◆ **Problem to work on**
Copy the lines verbatim, beginning with the line that contains "Exercise. Mark the dry" and continuing through the end of the data, and only those lines.

◆ **Data excerpts**
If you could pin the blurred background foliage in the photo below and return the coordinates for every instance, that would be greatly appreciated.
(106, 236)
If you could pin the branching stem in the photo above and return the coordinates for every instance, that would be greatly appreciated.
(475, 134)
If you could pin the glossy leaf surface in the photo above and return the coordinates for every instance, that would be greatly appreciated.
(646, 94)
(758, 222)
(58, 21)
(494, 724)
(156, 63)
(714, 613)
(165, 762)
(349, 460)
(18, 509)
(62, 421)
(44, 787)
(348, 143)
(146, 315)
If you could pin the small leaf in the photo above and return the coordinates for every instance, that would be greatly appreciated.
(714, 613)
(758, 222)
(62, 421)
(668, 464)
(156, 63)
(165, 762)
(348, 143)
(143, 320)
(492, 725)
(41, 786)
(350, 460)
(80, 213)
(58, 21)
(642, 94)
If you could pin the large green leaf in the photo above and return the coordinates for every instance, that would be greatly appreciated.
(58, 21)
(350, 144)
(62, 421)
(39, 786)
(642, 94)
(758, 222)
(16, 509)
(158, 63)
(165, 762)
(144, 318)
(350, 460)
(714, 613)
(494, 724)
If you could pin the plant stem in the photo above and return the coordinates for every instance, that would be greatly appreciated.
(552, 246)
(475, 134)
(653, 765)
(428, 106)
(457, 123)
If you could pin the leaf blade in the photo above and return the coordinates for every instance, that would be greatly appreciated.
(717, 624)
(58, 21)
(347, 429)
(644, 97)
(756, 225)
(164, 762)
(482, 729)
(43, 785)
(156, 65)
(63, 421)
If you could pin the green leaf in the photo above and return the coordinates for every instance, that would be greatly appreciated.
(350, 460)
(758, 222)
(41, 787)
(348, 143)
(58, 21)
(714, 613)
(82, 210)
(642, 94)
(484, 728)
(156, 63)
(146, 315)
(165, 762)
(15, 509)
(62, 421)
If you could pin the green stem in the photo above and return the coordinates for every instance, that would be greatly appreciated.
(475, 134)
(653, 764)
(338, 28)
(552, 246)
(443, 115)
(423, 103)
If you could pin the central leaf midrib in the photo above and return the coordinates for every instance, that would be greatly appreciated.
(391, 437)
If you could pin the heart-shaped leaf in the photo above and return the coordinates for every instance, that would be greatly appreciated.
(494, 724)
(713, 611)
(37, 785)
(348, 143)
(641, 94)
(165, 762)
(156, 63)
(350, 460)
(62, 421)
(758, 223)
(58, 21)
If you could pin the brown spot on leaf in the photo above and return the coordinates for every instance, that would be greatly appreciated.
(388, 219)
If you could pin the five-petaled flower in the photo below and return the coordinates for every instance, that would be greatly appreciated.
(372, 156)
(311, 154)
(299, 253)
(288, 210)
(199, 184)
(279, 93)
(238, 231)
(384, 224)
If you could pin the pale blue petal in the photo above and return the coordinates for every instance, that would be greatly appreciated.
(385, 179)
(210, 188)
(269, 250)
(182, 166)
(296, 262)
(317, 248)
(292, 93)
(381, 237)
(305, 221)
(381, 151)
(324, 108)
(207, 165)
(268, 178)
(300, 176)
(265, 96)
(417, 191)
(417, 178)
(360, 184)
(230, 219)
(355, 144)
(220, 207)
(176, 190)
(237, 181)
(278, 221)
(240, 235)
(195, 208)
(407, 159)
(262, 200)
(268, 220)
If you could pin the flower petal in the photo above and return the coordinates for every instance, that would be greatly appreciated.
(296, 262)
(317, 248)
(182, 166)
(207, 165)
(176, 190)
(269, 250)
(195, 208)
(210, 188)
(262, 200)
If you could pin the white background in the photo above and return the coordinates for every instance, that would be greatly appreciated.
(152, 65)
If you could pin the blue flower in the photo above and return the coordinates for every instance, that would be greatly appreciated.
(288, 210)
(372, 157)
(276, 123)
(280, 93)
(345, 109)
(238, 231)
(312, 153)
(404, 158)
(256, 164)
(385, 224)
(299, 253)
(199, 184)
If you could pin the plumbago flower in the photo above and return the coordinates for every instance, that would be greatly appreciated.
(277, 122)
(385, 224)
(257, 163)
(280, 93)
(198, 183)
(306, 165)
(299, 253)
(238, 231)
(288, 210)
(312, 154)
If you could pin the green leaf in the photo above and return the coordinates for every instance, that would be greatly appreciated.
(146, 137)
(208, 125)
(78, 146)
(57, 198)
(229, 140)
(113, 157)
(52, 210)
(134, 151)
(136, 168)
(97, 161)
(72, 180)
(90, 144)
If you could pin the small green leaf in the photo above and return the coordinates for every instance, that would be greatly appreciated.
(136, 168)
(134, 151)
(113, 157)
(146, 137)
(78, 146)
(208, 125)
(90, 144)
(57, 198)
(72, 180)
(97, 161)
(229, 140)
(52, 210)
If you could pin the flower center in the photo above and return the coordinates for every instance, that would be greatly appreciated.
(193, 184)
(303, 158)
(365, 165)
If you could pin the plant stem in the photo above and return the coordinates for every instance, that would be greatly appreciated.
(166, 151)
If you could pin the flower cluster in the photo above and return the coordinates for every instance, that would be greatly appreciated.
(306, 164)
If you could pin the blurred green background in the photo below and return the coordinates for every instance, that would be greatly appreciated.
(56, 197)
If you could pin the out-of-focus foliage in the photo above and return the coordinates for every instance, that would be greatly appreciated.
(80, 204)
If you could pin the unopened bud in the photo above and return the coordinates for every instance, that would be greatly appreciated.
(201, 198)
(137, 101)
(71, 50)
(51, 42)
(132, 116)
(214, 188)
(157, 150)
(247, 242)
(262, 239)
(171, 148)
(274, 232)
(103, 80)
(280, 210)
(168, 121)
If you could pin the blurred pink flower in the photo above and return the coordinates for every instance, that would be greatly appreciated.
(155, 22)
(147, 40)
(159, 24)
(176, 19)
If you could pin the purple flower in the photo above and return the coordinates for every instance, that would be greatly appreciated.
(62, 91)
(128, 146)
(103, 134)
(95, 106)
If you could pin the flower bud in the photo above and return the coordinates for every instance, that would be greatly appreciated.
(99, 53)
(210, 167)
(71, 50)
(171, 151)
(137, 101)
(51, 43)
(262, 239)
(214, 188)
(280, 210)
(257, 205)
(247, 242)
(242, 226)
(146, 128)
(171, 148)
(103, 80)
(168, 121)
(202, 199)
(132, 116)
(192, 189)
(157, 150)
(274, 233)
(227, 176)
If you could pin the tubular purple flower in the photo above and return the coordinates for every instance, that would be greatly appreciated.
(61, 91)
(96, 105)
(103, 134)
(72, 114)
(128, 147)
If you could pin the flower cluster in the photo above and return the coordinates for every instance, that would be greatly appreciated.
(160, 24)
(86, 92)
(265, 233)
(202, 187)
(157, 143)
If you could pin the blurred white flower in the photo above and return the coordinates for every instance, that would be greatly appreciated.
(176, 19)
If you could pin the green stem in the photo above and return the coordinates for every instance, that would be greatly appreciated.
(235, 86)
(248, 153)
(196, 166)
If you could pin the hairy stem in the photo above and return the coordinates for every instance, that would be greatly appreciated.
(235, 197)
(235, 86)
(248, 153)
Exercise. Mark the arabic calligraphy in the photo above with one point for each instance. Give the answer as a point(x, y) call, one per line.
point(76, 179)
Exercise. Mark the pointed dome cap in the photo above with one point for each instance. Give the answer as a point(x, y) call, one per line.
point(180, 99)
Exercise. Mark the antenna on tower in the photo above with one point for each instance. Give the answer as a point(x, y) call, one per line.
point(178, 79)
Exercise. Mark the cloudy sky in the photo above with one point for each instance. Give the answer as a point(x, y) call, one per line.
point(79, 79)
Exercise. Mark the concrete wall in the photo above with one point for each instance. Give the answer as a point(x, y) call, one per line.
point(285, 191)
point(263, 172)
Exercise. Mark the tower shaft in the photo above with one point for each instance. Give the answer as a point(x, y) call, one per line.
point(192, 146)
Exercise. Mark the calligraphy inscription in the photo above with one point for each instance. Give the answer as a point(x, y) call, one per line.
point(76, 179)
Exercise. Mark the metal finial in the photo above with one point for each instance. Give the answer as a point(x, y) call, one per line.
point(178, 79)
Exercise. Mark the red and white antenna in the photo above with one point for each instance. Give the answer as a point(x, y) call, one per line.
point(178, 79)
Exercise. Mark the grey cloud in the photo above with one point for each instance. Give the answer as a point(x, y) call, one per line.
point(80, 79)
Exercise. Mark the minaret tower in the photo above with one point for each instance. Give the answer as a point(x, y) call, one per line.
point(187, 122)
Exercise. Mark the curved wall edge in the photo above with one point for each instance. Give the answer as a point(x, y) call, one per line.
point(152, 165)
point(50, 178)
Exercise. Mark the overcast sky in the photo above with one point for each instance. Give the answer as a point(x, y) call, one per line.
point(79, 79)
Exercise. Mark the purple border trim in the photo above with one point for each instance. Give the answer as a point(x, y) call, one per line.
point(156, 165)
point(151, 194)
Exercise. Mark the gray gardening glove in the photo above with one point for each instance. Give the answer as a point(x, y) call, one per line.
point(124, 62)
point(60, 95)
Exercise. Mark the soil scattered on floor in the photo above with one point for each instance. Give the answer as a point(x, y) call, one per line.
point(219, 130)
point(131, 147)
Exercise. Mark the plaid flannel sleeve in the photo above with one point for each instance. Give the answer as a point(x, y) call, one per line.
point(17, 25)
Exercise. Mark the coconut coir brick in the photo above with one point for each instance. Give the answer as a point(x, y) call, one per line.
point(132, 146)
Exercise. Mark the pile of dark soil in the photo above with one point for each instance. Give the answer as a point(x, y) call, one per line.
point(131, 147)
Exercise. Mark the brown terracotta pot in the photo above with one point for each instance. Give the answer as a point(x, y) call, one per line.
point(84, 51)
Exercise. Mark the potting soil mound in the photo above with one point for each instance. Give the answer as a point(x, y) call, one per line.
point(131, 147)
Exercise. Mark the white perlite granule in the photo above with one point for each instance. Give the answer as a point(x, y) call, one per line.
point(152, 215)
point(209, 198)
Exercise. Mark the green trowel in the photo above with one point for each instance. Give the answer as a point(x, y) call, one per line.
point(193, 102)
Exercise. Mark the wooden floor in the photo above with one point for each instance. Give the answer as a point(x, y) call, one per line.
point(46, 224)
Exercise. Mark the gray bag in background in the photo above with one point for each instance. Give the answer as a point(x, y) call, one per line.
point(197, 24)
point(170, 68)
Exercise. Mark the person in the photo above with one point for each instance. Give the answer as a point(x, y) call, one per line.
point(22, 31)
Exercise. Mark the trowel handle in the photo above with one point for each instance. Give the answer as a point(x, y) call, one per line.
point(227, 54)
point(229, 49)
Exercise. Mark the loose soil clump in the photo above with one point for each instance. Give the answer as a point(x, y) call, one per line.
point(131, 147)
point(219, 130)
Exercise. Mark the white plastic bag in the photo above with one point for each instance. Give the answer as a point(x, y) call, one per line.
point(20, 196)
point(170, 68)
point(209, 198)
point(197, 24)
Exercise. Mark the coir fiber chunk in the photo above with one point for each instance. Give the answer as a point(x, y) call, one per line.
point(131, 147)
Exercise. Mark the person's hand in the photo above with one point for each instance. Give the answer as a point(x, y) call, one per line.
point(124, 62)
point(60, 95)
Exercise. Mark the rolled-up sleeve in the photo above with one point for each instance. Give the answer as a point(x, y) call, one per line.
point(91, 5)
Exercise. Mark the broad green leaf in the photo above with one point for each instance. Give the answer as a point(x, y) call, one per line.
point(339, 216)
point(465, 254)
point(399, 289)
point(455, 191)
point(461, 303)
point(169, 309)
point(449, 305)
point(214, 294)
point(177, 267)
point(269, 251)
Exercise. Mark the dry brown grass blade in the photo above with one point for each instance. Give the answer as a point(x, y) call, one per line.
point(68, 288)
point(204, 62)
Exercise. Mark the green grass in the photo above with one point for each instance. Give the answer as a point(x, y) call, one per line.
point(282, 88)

◆ **Answer to the problem**
Exercise. Mark the dry brown grass blade in the photo above with one point for each instance. Give the answer as a point(x, y) call, one per line.
point(68, 288)
point(204, 62)
Exercise. Mark the green grass in the photo above with one point for each instance. Give the answer as a point(x, y) call, one per line.
point(282, 88)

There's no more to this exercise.